*Exercise directions:* For the listing that follows, give again exactly the lines from the one with "Query: splashing water" to the one with "Query: green tree", including both.

*Data:*
= Beginning of Section =

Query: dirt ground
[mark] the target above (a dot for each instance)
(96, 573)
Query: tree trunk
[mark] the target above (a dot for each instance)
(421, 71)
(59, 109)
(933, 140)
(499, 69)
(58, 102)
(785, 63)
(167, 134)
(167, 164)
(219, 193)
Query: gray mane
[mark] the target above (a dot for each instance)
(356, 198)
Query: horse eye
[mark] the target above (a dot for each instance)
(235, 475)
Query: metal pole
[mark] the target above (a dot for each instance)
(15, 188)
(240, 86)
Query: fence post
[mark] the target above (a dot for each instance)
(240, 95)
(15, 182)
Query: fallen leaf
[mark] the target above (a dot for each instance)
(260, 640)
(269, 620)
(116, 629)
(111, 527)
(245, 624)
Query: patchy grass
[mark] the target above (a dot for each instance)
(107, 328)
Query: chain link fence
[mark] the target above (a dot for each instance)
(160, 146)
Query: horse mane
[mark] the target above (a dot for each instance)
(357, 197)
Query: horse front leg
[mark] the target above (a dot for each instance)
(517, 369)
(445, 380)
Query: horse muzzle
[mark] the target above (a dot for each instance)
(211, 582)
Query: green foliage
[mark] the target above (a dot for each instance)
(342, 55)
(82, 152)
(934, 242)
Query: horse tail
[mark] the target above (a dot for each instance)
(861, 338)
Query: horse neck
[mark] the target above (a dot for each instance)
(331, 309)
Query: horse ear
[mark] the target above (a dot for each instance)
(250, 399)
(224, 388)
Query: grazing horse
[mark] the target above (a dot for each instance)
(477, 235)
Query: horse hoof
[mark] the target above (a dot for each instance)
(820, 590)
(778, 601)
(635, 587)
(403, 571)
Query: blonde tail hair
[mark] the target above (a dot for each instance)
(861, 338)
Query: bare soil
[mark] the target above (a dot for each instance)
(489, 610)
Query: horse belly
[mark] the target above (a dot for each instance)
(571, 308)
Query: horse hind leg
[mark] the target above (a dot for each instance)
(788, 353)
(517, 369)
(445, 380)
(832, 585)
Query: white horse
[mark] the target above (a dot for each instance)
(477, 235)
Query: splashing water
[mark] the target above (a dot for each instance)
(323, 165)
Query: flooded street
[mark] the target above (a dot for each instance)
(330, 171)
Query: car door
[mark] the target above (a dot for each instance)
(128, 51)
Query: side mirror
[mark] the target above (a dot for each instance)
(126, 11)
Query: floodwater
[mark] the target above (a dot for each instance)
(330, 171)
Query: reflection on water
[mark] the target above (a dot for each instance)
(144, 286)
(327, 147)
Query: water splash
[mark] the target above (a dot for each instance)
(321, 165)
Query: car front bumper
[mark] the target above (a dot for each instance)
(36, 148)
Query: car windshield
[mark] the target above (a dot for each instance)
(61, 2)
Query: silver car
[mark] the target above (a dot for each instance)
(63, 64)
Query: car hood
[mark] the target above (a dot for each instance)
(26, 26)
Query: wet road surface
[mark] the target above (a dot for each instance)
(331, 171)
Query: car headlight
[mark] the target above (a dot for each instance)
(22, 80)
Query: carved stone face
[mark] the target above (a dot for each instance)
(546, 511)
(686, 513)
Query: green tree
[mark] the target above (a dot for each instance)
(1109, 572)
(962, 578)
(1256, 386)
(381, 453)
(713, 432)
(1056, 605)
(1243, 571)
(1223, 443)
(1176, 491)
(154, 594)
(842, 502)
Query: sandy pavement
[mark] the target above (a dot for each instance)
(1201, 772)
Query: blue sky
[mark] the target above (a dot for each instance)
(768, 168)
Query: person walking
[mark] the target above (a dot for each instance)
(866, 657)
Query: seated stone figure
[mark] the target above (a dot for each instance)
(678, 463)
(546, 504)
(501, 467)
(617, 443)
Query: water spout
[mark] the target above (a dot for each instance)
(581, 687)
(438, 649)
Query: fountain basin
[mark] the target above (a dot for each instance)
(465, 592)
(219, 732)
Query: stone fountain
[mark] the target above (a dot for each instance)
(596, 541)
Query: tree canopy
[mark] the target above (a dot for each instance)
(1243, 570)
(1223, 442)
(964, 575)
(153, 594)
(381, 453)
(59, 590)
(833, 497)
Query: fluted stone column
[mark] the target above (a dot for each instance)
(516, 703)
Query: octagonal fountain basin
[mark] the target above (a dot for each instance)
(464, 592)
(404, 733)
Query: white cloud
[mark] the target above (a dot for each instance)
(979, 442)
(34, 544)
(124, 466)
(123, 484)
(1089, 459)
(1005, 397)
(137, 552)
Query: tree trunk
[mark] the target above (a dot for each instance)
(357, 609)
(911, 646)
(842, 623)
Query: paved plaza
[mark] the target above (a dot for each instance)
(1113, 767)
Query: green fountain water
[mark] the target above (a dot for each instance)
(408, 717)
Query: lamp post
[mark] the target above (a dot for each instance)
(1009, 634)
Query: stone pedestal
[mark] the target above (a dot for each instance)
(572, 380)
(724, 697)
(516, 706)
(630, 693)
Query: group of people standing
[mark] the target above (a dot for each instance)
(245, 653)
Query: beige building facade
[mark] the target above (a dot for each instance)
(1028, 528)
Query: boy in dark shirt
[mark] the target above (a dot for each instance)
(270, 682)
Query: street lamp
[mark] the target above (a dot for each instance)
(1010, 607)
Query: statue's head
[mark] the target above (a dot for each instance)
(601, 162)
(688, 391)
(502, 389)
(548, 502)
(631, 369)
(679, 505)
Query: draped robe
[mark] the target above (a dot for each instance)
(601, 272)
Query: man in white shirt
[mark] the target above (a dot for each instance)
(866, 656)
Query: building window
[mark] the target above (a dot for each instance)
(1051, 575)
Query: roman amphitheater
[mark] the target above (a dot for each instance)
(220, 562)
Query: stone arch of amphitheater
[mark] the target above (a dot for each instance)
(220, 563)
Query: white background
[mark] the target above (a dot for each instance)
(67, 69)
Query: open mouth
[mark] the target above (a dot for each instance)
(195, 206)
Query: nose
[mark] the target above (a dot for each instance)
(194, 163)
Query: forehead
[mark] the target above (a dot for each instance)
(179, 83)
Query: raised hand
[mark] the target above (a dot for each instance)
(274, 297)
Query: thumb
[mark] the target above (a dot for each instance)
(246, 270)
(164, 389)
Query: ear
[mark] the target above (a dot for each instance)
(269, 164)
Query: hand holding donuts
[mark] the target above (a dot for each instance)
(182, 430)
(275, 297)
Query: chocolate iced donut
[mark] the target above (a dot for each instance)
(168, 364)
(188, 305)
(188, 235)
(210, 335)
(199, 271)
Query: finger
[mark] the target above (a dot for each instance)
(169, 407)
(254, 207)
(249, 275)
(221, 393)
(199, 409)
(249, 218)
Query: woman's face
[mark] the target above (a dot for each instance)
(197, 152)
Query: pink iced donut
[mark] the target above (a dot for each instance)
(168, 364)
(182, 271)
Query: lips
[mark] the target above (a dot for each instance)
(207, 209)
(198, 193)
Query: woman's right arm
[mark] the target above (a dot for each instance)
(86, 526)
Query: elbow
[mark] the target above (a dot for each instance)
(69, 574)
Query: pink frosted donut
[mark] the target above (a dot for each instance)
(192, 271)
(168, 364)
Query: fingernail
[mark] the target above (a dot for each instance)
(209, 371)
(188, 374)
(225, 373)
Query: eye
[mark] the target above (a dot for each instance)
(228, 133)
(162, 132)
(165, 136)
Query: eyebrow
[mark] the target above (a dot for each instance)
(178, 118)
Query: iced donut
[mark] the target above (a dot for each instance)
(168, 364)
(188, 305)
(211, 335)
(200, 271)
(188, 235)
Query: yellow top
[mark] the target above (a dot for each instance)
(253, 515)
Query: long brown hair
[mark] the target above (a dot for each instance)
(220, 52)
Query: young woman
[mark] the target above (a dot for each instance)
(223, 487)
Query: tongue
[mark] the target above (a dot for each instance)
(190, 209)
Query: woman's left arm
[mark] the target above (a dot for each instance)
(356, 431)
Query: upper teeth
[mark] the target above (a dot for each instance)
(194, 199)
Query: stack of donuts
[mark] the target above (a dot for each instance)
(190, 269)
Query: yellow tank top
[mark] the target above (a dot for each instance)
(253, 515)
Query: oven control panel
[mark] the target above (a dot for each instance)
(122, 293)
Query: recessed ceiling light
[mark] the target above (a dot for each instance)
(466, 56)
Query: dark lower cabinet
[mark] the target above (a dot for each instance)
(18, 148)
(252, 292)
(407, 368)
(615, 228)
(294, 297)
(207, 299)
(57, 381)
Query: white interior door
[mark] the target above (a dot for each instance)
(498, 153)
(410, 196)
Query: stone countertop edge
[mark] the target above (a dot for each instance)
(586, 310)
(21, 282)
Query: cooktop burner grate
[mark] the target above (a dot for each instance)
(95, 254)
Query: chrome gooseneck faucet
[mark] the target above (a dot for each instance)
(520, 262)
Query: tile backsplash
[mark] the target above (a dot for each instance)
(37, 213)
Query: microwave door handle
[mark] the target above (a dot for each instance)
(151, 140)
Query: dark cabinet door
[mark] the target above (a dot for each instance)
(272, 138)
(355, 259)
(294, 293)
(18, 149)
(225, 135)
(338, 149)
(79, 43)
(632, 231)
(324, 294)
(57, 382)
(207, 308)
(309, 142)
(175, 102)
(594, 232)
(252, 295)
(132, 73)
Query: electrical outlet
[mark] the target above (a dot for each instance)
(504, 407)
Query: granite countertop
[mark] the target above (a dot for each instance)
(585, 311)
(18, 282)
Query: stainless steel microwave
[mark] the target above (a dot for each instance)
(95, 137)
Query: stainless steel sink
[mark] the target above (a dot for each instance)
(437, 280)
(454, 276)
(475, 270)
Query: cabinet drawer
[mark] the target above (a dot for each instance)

= End of Section =

*Response to the task:*
Query: splashing water
[mark] the target above (a dot for each instance)
(323, 165)
Query: flooded street
[mark] the target above (a dot for each instance)
(330, 171)
Query: car door
[mark] the target above (a dot for each instance)
(128, 51)
Query: side mirror
[mark] the target above (a dot for each instance)
(126, 11)
Query: floodwater
[mark] the target above (a dot for each instance)
(330, 171)
Query: reflection on water
[mark] the target above (a dot for each instance)
(144, 286)
(327, 147)
Query: water splash
[mark] the target above (a dot for each instance)
(321, 165)
Query: car front bumper
[mark] the target above (a dot for each instance)
(36, 148)
Query: car windshield
[mark] the target above (a dot for each instance)
(61, 2)
Query: silver car
[mark] the target above (a dot for each instance)
(63, 64)
Query: car hood
[mark] the target above (a dot for each instance)
(26, 26)
Query: wet road surface
[mark] the target above (a dot for each instance)
(331, 171)
Query: car headlight
[mark] the target above (a dot for each instance)
(22, 80)
Query: carved stone face
[mark] the target above (a dot for each instance)
(546, 511)
(686, 513)
Query: green tree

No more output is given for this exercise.